▶ Exercise goal
Please retype the rows below word for word, from the start of the rows through the line containing "<point>817,406</point>", and nothing past that line.

▶ Material provided

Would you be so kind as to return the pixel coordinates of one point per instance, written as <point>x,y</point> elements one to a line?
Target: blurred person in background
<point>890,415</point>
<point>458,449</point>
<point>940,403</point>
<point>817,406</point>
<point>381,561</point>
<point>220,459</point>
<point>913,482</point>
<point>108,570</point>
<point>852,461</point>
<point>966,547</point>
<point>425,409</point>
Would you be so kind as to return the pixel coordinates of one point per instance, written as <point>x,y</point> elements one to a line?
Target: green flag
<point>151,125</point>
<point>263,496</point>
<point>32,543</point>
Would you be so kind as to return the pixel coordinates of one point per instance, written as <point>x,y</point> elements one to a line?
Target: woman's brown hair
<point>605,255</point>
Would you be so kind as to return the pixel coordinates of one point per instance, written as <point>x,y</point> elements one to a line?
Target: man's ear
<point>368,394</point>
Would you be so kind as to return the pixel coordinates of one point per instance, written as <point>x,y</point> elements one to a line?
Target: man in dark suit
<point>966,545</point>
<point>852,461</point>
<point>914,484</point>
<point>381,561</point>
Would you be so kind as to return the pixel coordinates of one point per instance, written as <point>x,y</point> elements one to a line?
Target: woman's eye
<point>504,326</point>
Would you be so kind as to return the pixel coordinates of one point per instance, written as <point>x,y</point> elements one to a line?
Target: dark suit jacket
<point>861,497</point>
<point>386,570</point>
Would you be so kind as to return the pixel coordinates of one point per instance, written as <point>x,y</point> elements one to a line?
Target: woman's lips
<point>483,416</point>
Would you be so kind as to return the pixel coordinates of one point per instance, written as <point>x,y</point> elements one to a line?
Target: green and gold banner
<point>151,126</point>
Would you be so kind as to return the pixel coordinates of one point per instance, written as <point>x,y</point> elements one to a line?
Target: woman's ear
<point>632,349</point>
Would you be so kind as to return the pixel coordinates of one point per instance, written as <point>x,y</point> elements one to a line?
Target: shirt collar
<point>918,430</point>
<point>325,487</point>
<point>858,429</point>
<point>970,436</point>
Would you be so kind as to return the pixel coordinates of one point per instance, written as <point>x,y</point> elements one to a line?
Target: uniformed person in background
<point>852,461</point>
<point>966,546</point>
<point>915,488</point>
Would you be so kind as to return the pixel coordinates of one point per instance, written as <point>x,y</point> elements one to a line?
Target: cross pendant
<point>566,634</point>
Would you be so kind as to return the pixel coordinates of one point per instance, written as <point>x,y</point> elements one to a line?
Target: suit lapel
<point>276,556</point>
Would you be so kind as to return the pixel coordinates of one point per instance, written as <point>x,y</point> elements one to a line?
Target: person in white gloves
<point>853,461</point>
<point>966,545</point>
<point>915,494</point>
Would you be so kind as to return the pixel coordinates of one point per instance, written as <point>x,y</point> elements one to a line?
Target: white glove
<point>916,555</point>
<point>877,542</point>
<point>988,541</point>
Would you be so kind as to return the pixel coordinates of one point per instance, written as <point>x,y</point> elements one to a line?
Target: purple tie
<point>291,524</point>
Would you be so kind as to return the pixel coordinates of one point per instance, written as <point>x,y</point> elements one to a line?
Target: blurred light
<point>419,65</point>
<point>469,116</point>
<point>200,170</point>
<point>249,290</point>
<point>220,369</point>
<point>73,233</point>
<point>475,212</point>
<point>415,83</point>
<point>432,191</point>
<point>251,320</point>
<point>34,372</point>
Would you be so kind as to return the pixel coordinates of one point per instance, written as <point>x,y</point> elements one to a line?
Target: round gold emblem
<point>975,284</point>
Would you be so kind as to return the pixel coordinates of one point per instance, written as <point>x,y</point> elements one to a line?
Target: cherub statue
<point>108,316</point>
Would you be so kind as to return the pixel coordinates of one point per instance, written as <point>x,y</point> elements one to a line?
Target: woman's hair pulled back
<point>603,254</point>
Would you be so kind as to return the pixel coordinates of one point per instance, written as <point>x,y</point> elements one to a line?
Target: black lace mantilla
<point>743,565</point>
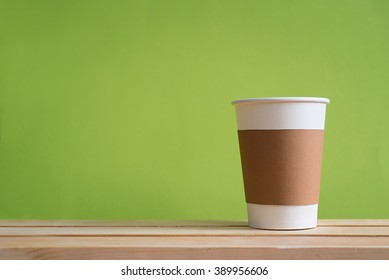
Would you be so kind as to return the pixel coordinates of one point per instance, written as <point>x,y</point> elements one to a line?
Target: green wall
<point>121,109</point>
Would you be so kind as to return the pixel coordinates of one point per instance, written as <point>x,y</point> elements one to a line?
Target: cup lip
<point>281,100</point>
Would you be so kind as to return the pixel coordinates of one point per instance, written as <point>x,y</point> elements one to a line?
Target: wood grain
<point>332,239</point>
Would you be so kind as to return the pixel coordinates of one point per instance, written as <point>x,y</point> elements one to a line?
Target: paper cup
<point>281,145</point>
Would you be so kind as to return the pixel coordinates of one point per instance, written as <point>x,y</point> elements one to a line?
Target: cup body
<point>281,146</point>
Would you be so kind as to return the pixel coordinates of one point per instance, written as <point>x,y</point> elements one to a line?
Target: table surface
<point>62,239</point>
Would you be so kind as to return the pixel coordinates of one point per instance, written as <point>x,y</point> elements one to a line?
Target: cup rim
<point>281,100</point>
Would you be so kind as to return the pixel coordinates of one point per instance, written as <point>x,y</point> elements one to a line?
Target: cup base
<point>282,217</point>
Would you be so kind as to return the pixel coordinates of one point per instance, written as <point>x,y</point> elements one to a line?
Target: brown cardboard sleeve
<point>281,167</point>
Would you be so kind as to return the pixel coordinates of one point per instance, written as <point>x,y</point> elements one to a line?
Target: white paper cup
<point>281,142</point>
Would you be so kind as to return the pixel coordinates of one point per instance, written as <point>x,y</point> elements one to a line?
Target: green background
<point>121,109</point>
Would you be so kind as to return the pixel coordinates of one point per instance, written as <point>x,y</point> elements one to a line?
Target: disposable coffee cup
<point>281,146</point>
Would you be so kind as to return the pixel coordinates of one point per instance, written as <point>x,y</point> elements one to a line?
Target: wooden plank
<point>190,231</point>
<point>194,254</point>
<point>332,239</point>
<point>195,242</point>
<point>169,223</point>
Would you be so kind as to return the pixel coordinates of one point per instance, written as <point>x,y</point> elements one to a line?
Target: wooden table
<point>332,239</point>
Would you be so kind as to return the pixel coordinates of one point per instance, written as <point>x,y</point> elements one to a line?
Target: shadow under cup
<point>281,145</point>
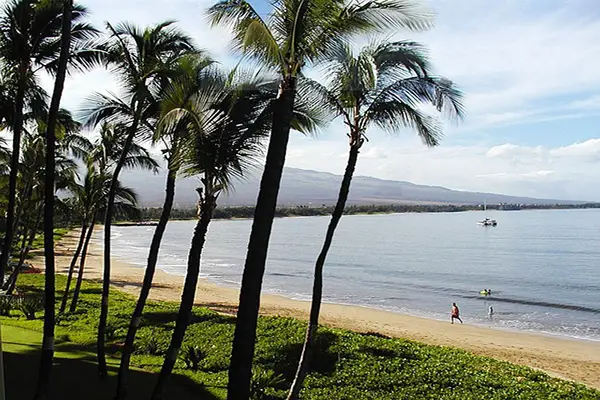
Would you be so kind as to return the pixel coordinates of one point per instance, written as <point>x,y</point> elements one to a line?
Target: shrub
<point>263,381</point>
<point>192,356</point>
<point>152,341</point>
<point>6,305</point>
<point>30,304</point>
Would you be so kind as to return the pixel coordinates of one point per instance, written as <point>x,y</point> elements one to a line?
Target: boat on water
<point>487,221</point>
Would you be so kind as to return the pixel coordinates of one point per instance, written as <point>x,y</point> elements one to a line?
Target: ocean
<point>543,267</point>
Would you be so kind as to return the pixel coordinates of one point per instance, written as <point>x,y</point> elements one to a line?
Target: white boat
<point>487,221</point>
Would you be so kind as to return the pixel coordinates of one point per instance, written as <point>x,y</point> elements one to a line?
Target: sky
<point>529,69</point>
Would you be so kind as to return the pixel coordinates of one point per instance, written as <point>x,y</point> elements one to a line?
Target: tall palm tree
<point>31,192</point>
<point>41,391</point>
<point>96,187</point>
<point>141,60</point>
<point>176,94</point>
<point>296,33</point>
<point>226,122</point>
<point>91,193</point>
<point>385,85</point>
<point>30,41</point>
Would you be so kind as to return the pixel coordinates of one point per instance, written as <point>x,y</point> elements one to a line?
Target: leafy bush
<point>346,365</point>
<point>6,305</point>
<point>192,356</point>
<point>262,384</point>
<point>149,342</point>
<point>30,304</point>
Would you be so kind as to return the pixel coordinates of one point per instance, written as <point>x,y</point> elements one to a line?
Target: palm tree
<point>142,60</point>
<point>177,94</point>
<point>384,85</point>
<point>90,196</point>
<point>98,185</point>
<point>226,122</point>
<point>31,193</point>
<point>30,41</point>
<point>297,32</point>
<point>41,390</point>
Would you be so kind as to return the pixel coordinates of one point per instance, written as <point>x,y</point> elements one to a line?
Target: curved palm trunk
<point>101,351</point>
<point>12,181</point>
<point>317,295</point>
<point>187,298</point>
<point>240,369</point>
<point>146,286</point>
<point>12,282</point>
<point>77,289</point>
<point>63,304</point>
<point>41,391</point>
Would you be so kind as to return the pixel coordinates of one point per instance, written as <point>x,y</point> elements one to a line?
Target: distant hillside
<point>304,186</point>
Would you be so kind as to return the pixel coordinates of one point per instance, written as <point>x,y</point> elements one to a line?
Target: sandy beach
<point>577,360</point>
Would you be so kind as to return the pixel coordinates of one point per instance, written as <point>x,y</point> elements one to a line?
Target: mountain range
<point>304,187</point>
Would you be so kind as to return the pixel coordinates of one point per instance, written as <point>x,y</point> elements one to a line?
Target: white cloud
<point>588,150</point>
<point>563,172</point>
<point>510,56</point>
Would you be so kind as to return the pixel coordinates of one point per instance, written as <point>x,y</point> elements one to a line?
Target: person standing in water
<point>455,313</point>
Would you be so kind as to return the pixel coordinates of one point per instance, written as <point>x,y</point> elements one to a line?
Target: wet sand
<point>577,360</point>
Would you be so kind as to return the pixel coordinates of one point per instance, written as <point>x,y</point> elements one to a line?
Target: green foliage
<point>30,304</point>
<point>263,384</point>
<point>346,365</point>
<point>192,356</point>
<point>6,305</point>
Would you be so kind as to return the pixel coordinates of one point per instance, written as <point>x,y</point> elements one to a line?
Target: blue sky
<point>530,70</point>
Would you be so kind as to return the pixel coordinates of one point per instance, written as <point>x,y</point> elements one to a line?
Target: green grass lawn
<point>347,365</point>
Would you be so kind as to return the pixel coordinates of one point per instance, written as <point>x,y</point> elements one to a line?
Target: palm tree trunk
<point>77,289</point>
<point>13,277</point>
<point>12,282</point>
<point>148,277</point>
<point>317,295</point>
<point>240,369</point>
<point>12,182</point>
<point>187,297</point>
<point>41,391</point>
<point>100,350</point>
<point>63,304</point>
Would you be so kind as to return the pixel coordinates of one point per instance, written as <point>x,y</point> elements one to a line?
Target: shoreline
<point>560,356</point>
<point>150,222</point>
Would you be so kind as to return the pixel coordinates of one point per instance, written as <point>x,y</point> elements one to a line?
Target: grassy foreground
<point>348,365</point>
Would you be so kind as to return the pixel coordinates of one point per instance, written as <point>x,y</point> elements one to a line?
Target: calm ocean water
<point>543,266</point>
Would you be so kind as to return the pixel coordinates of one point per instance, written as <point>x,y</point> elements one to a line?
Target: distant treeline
<point>148,214</point>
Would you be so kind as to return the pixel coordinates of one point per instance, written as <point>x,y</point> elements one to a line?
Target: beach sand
<point>578,360</point>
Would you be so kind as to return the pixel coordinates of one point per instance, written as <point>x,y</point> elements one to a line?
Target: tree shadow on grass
<point>324,358</point>
<point>75,379</point>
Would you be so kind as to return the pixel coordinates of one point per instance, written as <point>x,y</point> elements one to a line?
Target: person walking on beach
<point>455,313</point>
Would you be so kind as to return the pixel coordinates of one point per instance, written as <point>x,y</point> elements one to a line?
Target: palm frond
<point>393,115</point>
<point>99,108</point>
<point>251,33</point>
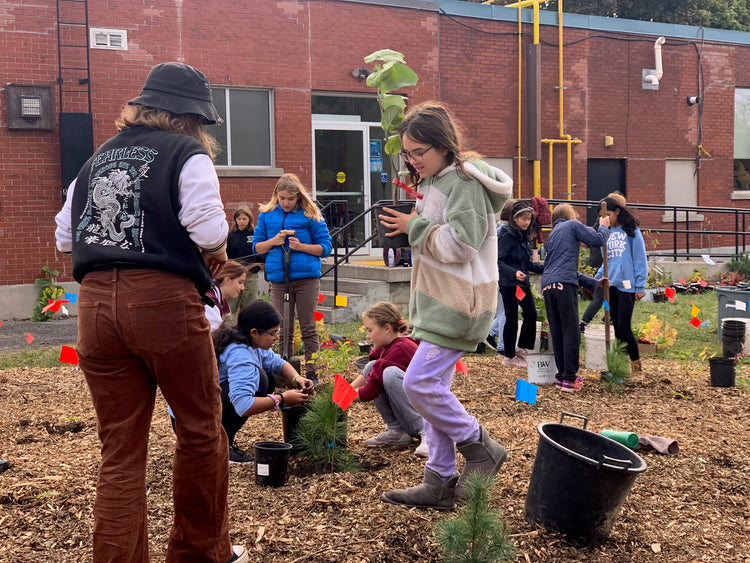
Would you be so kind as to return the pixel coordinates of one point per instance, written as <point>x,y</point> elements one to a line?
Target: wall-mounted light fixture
<point>361,73</point>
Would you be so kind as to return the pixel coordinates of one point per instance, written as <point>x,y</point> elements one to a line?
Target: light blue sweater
<point>239,365</point>
<point>627,264</point>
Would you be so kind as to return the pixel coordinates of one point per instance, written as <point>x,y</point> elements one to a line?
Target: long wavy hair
<point>386,313</point>
<point>627,220</point>
<point>292,184</point>
<point>186,124</point>
<point>433,123</point>
<point>258,314</point>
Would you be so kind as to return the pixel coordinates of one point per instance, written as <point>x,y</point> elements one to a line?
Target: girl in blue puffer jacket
<point>290,228</point>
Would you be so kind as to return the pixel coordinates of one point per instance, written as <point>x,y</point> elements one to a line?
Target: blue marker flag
<point>525,392</point>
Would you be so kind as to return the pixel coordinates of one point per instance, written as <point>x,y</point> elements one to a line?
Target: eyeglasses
<point>415,155</point>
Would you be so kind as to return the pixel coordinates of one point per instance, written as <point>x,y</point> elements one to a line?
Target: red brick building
<point>285,78</point>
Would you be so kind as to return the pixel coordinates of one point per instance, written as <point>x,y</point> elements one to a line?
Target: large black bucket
<point>722,371</point>
<point>579,482</point>
<point>271,462</point>
<point>399,241</point>
<point>733,337</point>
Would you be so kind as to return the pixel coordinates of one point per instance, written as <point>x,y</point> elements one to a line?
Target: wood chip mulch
<point>684,508</point>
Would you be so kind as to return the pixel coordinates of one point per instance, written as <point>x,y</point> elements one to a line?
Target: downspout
<point>654,78</point>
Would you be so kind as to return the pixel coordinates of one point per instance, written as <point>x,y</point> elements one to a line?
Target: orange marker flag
<point>68,355</point>
<point>343,392</point>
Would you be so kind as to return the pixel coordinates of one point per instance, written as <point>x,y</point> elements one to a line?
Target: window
<point>742,139</point>
<point>246,137</point>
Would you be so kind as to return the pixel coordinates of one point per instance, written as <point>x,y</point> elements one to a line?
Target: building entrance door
<point>351,173</point>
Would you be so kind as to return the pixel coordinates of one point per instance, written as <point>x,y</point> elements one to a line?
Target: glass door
<point>348,161</point>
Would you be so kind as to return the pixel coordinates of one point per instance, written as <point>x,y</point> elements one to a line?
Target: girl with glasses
<point>454,292</point>
<point>248,370</point>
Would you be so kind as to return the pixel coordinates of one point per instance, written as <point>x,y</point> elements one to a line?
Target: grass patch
<point>41,358</point>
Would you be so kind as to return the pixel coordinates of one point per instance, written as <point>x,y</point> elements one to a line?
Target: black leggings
<point>621,305</point>
<point>230,420</point>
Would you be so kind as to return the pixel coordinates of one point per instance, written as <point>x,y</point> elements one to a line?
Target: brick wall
<point>299,48</point>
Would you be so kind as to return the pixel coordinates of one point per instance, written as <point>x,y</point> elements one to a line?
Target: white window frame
<point>231,169</point>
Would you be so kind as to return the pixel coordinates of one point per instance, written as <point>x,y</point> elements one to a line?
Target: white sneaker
<point>421,450</point>
<point>391,437</point>
<point>516,362</point>
<point>239,555</point>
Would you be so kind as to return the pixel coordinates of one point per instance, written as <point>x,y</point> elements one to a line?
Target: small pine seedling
<point>477,533</point>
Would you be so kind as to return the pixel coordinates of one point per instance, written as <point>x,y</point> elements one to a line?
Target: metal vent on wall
<point>116,39</point>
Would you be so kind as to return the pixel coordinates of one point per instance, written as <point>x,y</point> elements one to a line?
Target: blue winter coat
<point>514,254</point>
<point>309,231</point>
<point>563,244</point>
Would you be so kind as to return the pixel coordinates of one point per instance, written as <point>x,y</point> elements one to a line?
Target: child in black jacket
<point>514,264</point>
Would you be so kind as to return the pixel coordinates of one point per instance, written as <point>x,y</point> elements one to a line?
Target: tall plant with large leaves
<point>390,73</point>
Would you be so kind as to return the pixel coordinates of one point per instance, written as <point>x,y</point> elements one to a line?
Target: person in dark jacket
<point>146,226</point>
<point>560,283</point>
<point>514,264</point>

▶ Reply to the exercise
Would you be so kind as to return the pixel coordinates of one point per instance, written as <point>x,y</point> elements one to a line?
Target: blurred person in background
<point>890,415</point>
<point>458,449</point>
<point>940,403</point>
<point>817,406</point>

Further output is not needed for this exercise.